-- Material shown follows --

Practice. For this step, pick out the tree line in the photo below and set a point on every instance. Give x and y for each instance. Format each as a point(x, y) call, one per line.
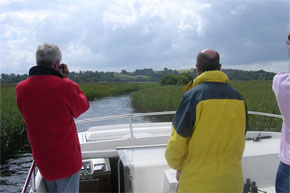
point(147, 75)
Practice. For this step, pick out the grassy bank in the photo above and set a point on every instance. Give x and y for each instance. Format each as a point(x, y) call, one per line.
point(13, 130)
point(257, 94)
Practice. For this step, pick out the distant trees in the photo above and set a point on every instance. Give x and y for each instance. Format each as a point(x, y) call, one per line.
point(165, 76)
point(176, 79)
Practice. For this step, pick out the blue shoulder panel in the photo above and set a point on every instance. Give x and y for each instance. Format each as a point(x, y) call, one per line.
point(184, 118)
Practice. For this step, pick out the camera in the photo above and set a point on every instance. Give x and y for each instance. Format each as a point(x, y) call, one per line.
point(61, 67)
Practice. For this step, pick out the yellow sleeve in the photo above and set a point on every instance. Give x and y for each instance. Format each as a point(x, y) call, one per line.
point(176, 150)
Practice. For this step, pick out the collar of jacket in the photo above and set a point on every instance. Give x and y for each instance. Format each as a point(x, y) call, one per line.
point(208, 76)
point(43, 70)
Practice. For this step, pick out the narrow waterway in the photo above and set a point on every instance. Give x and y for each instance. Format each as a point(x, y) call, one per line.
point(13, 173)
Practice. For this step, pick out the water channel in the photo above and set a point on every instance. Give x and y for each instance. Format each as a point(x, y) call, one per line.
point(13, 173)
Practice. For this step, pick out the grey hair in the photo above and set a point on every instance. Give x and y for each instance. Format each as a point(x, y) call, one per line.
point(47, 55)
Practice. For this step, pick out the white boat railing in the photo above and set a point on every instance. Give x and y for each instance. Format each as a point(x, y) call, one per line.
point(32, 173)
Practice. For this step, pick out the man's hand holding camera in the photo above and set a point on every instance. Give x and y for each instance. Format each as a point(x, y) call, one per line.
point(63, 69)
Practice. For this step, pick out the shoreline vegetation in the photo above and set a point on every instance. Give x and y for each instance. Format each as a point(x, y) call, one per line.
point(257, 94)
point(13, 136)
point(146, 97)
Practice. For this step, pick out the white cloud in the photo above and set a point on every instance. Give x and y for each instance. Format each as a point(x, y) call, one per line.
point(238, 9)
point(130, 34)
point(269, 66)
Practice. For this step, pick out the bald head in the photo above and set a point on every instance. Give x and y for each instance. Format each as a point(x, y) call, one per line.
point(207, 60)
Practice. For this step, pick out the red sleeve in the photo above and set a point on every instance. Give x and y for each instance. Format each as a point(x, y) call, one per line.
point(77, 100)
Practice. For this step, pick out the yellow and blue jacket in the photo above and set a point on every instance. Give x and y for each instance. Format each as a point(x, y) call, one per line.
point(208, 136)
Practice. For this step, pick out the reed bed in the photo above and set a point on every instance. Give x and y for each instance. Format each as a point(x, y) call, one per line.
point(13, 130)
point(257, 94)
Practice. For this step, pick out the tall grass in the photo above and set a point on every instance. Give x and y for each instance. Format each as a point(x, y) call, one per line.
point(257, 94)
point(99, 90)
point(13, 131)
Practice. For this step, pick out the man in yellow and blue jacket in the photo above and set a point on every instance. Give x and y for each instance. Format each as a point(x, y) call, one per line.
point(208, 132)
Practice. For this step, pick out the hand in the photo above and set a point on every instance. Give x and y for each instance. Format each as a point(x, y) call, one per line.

-- Material shown concluded --

→ Description of the task
All of the entries must be reproduced exactly, apart from the pictures, which are to be dropped.

→ Finished task
Practice. For this step, pick out the tree line in the photo below and set a point on every instance. Give x and y for each instance. Format each as a point(x, y) call, one per line.
point(147, 75)
Practice. For this step, pick out the grassy bank in the photo above and set a point on every instance. Give x and y for each instance. Format each as a point(x, y) call, one per line.
point(13, 130)
point(257, 94)
Practice. For this step, pick out the distant trees in the photo above and set a point on every instance. Give x and y for each instance. Format each as a point(x, y) call, one per line.
point(165, 76)
point(176, 79)
Practice. For this step, pick out the blue shoulder panel in the photo above and set a point on every instance. Give x and y for each instance. Format each as a point(x, y) call, one per line.
point(184, 118)
Practice. For this step, pick out the camera in the photo above and set a point on every instance. Give x and y for each instance. Format each as a point(x, y) call, one per line.
point(61, 67)
Practice. For this step, pick out the yellow sleeve in the photo above and set a point on every instance. Give x and y for each instance. Format each as a point(x, y) call, one per line.
point(176, 150)
Practice. For this step, pick out the collar of jacket in the photo above and set a point on every instance. Give x and y for each instance. Format each as a point(x, y) call, one per line.
point(208, 76)
point(43, 70)
Practice. For this step, pick out the narrow waterway in the photo above and set a point on every instance. Give x and y for each instance. Format each as a point(x, y) call, one per line.
point(13, 173)
Practice. For this step, pick out the water channel in the photo above and set a point on every instance. Give x and y for each instance. Format each as a point(x, y) call, one per line.
point(13, 173)
Practice. For this step, pick out the grey hair in the photo above and set a point on every instance. Give x and y for each instance. Format each as a point(x, y) call, one per line.
point(47, 55)
Practice. For this step, pick out the white boat railing in the photo above and set a point on every instance. Give x and y for each instance. Format each as a point(x, y) call, one per line.
point(32, 173)
Practice. For this step, pick out the man's hand holding camera in the photo above and set a point on every instance. Give x and y for each instance. Format each as a point(x, y) call, one per line.
point(63, 69)
Practice. For this step, pick out the shoreline vegetation in the photo above and set a point on every instance. Give x and y for each instance. Format each as a point(x, y) call, one per line.
point(257, 94)
point(13, 136)
point(146, 97)
Practice. For this step, pick out the white cloud in the photo above and set a point on every instance. Give x and y for each instance. Format each as a point(x, y) call, one per line.
point(238, 9)
point(130, 34)
point(269, 66)
Practice. For this step, pick out the bald head in the photo above and set a point on every instance. Give x and y for each instance. Format each as a point(x, y) call, one per line.
point(207, 60)
Practice. For this step, pick out the red sleeve in the photo above and set a point on every instance. Give x and y for each instance. Format each as a point(x, y) call, one per line.
point(77, 100)
Practice. For this step, pick out the yellow and blue jacket in the photo above and set a point on every instance. Give x and y for each instance. Format each as a point(x, y) call, one per line.
point(208, 136)
Practice. For this step, pick out the reed bed in the photo above and set a point on every instance. Give x and y for each instance. Format each as a point(x, y) call, one per line.
point(13, 130)
point(257, 94)
Practice. For this step, pick out the tall grass in the photo above and set a point on every instance. Give x and y for each instance. Format each as a point(x, y) call, one per line.
point(257, 94)
point(99, 90)
point(13, 131)
Practice. For this step, pick out the man in yellow and blue jacket in the photo above and set a point on every instance. Give x and y for each instance. Format each as a point(x, y) call, one per line.
point(208, 132)
Practice. For this step, pick out the hand in the photo above and set a point on every instance. Give x and y for each instance. Format each as a point(x, y) call, one per line.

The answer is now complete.